* _DATASET ROWS_:
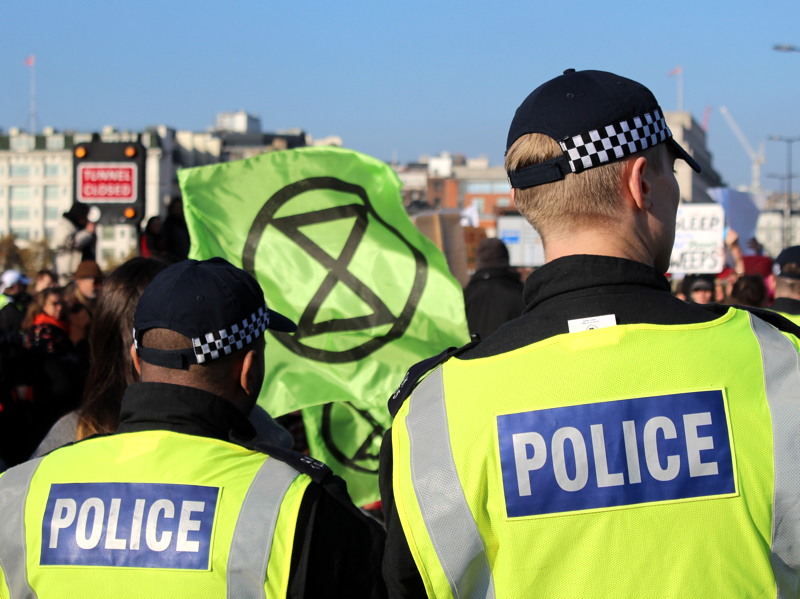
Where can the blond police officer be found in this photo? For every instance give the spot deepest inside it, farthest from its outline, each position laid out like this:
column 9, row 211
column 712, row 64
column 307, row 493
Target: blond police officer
column 184, row 501
column 613, row 441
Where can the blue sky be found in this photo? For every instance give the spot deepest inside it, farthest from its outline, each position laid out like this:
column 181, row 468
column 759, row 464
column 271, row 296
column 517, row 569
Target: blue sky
column 398, row 79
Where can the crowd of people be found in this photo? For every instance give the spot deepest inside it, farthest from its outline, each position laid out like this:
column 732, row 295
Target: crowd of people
column 603, row 435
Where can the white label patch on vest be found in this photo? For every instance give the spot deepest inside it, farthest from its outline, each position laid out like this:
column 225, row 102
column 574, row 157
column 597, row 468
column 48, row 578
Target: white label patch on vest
column 137, row 525
column 593, row 322
column 616, row 453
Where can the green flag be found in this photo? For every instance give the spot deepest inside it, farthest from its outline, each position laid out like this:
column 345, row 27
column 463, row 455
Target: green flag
column 325, row 233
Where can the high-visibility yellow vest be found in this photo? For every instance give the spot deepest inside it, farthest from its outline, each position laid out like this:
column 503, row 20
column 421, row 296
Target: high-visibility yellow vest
column 631, row 461
column 148, row 514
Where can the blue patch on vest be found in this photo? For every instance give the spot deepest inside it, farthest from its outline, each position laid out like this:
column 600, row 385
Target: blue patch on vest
column 616, row 453
column 136, row 525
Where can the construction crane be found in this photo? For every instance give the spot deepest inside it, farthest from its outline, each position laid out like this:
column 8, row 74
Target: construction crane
column 757, row 158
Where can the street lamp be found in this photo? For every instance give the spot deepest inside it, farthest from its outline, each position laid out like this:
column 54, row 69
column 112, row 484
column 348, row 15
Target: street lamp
column 787, row 208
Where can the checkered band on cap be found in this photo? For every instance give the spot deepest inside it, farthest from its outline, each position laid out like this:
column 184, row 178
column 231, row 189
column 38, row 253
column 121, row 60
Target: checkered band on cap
column 221, row 343
column 614, row 142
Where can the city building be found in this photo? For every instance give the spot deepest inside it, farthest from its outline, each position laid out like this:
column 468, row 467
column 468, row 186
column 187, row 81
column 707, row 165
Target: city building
column 36, row 173
column 691, row 136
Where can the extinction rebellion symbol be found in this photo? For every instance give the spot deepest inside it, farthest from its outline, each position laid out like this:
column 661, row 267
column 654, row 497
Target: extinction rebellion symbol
column 336, row 267
column 349, row 203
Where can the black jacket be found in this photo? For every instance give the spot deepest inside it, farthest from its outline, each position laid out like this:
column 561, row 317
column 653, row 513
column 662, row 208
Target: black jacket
column 337, row 549
column 573, row 287
column 492, row 297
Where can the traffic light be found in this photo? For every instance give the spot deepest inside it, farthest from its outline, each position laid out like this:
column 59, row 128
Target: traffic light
column 110, row 176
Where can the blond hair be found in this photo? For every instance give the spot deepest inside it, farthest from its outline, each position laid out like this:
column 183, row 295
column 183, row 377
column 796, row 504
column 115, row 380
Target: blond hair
column 578, row 199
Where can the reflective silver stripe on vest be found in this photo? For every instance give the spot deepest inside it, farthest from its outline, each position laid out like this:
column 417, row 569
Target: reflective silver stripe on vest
column 441, row 499
column 14, row 485
column 782, row 378
column 255, row 527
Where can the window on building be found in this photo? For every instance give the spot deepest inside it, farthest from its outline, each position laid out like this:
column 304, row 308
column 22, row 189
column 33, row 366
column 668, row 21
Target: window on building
column 21, row 143
column 20, row 213
column 20, row 170
column 51, row 212
column 52, row 192
column 479, row 187
column 55, row 142
column 19, row 192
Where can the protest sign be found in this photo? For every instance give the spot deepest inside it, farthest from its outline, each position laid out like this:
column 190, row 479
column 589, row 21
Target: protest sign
column 325, row 233
column 699, row 244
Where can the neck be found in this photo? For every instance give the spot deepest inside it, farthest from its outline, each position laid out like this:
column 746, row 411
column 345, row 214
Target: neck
column 617, row 242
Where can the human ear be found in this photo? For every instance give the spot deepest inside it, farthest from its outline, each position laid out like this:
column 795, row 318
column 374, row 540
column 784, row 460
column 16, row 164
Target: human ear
column 135, row 358
column 636, row 183
column 247, row 374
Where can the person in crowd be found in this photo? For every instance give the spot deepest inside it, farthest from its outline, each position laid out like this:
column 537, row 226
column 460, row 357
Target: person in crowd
column 45, row 324
column 493, row 295
column 16, row 410
column 75, row 241
column 699, row 289
column 111, row 368
column 44, row 279
column 749, row 290
column 13, row 301
column 82, row 295
column 195, row 505
column 51, row 366
column 151, row 244
column 609, row 440
column 175, row 233
column 786, row 273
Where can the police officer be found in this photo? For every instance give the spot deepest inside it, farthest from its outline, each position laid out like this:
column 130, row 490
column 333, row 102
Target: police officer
column 184, row 501
column 613, row 441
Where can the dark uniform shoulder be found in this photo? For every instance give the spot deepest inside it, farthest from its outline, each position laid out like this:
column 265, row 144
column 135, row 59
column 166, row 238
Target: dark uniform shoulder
column 420, row 369
column 779, row 321
column 314, row 469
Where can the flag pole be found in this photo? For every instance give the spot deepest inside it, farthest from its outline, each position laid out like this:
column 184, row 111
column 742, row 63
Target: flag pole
column 30, row 62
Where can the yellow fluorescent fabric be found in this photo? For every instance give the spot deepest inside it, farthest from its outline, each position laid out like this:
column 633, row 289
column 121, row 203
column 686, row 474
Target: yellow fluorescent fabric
column 155, row 457
column 716, row 546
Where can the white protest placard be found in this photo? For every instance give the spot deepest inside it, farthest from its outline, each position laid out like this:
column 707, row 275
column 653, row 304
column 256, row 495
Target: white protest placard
column 523, row 242
column 699, row 242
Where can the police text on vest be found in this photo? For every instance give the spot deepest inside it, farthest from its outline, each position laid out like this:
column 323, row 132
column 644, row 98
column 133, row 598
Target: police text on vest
column 129, row 524
column 616, row 453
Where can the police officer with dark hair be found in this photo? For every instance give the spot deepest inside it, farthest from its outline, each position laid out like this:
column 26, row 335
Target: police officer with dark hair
column 184, row 501
column 613, row 441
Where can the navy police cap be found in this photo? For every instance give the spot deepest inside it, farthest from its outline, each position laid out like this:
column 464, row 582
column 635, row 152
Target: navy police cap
column 596, row 117
column 218, row 306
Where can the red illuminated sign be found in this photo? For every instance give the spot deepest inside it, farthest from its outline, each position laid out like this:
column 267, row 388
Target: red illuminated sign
column 107, row 182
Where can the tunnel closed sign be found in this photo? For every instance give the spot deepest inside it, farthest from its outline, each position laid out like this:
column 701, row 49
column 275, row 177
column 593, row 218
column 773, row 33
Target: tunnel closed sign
column 107, row 182
column 699, row 243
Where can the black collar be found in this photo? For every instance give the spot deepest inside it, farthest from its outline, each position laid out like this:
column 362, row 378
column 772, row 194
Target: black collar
column 588, row 273
column 786, row 305
column 163, row 406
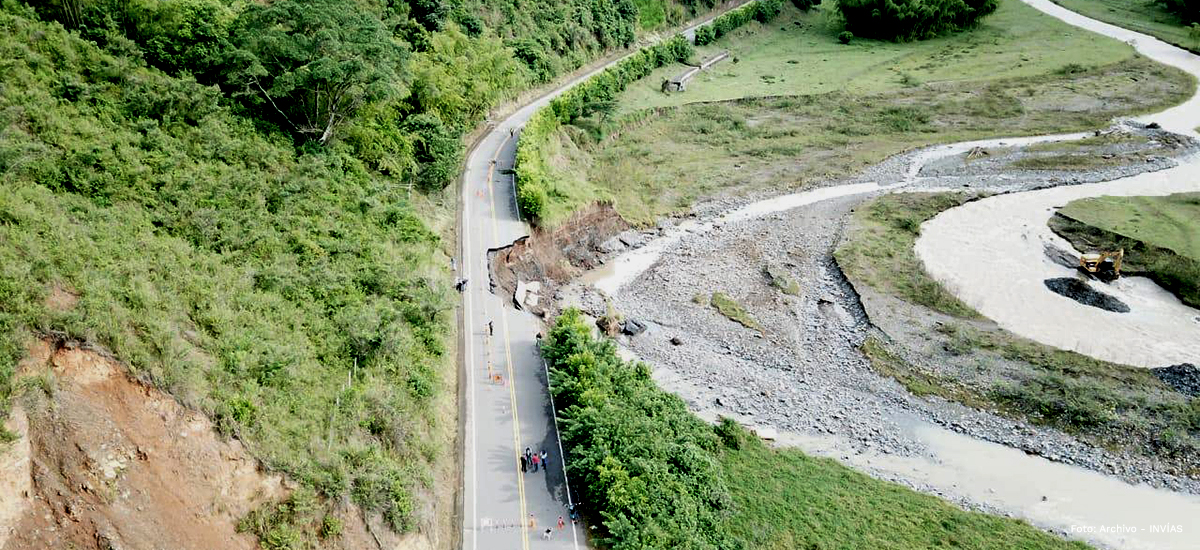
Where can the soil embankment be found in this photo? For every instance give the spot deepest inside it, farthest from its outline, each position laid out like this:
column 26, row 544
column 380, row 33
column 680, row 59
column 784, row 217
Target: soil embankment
column 556, row 256
column 112, row 461
column 105, row 461
column 804, row 374
column 1177, row 274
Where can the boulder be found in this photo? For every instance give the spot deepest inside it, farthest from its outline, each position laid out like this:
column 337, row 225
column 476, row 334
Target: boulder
column 633, row 327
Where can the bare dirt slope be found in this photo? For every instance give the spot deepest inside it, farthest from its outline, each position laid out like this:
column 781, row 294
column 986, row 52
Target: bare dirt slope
column 117, row 464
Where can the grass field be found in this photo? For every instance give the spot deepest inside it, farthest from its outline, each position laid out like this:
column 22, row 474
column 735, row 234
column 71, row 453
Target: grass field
column 977, row 364
column 1141, row 16
column 654, row 474
column 1161, row 237
column 786, row 500
column 661, row 161
column 1170, row 222
column 798, row 53
column 654, row 162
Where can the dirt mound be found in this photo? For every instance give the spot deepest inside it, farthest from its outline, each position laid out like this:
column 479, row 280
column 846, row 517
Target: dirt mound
column 1083, row 293
column 556, row 256
column 1183, row 378
column 105, row 461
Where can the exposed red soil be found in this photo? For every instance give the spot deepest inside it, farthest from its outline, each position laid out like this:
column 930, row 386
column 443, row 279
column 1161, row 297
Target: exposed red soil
column 114, row 464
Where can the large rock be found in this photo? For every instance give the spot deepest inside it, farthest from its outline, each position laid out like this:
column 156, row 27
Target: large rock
column 633, row 327
column 1183, row 378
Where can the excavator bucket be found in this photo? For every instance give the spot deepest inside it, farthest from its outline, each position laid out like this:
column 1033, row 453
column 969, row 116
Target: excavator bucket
column 1104, row 265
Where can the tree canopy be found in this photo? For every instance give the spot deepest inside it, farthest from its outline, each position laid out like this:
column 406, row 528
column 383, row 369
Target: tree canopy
column 912, row 19
column 313, row 64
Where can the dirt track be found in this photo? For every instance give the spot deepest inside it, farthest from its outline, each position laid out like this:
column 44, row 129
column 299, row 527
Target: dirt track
column 804, row 374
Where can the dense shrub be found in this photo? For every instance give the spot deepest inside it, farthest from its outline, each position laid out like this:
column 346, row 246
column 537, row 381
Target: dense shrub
column 534, row 184
column 591, row 96
column 761, row 11
column 645, row 465
column 912, row 19
column 1187, row 10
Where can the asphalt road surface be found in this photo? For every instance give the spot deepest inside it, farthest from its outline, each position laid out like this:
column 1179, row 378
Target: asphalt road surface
column 507, row 404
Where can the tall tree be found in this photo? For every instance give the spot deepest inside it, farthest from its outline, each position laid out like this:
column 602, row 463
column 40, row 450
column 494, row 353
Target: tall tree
column 313, row 64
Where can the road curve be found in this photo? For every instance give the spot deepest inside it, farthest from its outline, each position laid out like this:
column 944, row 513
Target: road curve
column 507, row 404
column 990, row 252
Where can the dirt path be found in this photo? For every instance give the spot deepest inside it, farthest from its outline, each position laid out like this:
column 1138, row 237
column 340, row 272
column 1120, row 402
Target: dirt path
column 804, row 375
column 990, row 252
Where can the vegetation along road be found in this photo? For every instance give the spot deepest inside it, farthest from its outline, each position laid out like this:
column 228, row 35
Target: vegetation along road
column 507, row 398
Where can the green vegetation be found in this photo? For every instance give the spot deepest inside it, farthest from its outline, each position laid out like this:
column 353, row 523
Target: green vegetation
column 250, row 202
column 655, row 476
column 761, row 11
column 912, row 19
column 1157, row 233
column 298, row 299
column 733, row 311
column 537, row 193
column 786, row 500
column 880, row 253
column 553, row 36
column 539, row 196
column 798, row 53
column 659, row 161
column 1113, row 405
column 1146, row 17
column 1170, row 221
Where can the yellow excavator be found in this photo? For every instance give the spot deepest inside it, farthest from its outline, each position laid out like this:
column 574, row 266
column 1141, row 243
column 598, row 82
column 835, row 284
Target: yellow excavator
column 1104, row 265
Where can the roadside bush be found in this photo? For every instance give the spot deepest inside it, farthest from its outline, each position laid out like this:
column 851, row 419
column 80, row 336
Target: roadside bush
column 1187, row 10
column 597, row 94
column 437, row 149
column 912, row 19
column 594, row 95
column 648, row 467
column 761, row 11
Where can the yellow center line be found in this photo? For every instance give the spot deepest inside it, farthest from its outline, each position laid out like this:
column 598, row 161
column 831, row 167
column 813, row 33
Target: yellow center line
column 508, row 357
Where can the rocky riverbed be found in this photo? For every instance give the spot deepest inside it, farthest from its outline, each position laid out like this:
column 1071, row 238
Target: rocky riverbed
column 803, row 372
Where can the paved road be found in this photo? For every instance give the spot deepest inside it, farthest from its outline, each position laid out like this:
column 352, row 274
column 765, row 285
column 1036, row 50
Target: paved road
column 507, row 400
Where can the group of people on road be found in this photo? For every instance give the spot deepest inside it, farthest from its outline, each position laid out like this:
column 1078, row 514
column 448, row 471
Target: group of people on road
column 532, row 461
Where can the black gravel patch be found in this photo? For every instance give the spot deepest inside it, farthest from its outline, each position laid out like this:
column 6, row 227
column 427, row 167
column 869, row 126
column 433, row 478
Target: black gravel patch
column 1183, row 378
column 1083, row 293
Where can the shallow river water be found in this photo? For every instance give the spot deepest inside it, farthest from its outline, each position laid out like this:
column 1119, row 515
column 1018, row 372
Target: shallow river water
column 990, row 253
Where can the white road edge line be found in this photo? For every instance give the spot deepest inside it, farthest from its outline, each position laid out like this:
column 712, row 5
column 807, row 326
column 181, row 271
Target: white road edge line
column 562, row 455
column 471, row 375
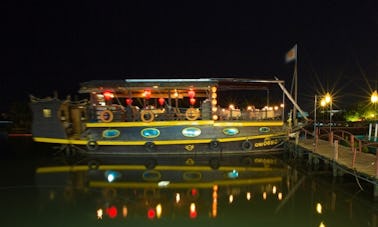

* _GOAL_:
Reproduce word for word the part of the data that opens at its very beginning and closes with the line containing "column 603, row 435", including both ends. Leave the pictures out of your answer.

* _ANSWER BELOW_:
Where can the blond police officer be found in this photo? For every instance give the spot deepest inside it, farthest from its outline, each position laid out like this:
column 9, row 211
column 712, row 64
column 307, row 493
Target: blond police officer
column 184, row 501
column 613, row 441
Where can the blue sky be found in this photo? For every instance give the spot deepest inside it, farthest from its outline, each position laid out like this:
column 181, row 468
column 759, row 464
column 271, row 296
column 517, row 569
Target: blue sky
column 398, row 79
Where can the crowd of people be found in this photo? For every instance give the spot deepest inside it, farthest from its outline, each position laid out like this:
column 732, row 295
Target: crowd of people
column 603, row 435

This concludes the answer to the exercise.